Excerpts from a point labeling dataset

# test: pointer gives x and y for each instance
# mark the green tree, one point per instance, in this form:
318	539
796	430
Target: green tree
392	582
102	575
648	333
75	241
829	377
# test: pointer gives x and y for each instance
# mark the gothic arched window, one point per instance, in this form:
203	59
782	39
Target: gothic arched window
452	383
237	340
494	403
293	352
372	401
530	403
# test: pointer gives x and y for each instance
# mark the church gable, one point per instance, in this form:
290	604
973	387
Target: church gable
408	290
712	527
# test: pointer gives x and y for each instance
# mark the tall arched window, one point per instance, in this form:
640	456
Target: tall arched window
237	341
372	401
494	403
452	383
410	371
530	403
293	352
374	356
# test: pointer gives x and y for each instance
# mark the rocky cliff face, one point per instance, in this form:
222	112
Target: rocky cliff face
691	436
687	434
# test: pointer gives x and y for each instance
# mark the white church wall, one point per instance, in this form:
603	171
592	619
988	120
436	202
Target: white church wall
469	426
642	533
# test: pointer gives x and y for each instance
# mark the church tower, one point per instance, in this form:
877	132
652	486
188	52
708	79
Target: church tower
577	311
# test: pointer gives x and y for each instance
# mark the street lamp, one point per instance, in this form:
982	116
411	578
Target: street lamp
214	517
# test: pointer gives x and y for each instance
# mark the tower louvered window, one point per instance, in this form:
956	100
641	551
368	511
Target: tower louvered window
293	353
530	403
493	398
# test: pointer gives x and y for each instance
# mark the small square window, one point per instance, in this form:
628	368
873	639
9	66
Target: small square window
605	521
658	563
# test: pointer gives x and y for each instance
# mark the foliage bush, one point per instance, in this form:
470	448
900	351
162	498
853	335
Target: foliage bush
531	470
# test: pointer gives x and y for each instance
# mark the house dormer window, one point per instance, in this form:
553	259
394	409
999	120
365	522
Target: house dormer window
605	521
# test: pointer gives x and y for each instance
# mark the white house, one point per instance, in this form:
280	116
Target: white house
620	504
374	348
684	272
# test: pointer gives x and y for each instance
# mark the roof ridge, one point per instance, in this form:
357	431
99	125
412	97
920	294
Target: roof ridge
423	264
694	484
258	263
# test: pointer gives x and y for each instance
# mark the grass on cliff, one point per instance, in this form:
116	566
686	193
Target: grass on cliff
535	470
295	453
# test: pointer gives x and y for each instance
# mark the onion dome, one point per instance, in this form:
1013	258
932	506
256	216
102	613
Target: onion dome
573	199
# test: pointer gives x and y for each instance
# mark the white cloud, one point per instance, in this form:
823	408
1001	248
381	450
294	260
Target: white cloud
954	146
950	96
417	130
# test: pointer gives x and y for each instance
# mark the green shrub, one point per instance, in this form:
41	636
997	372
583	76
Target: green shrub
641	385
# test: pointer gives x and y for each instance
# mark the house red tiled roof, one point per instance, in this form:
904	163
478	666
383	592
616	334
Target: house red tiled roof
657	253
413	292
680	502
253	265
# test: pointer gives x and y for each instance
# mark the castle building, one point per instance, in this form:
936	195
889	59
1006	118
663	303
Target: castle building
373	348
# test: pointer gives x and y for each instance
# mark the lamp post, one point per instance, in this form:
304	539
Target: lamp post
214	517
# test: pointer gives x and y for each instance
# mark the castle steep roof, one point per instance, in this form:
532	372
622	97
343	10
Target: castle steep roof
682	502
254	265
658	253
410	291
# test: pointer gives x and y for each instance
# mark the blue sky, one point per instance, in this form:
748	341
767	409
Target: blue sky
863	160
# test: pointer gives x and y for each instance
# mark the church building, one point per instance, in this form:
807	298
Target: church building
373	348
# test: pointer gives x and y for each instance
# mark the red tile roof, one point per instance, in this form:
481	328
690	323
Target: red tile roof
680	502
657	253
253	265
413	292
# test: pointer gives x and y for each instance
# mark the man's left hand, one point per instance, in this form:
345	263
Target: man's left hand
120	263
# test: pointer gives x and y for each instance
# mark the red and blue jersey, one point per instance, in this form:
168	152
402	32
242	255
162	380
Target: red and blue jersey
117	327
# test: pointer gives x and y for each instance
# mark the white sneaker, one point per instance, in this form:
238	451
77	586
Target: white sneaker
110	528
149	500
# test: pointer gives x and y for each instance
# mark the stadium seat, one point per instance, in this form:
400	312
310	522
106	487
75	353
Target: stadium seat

• Problem to solve
Pull out every line of the items above that contains the word "steep", matching its case exactly.

• Response
# mark the castle steep roof, one point per instance, in this form:
Target: castle steep roof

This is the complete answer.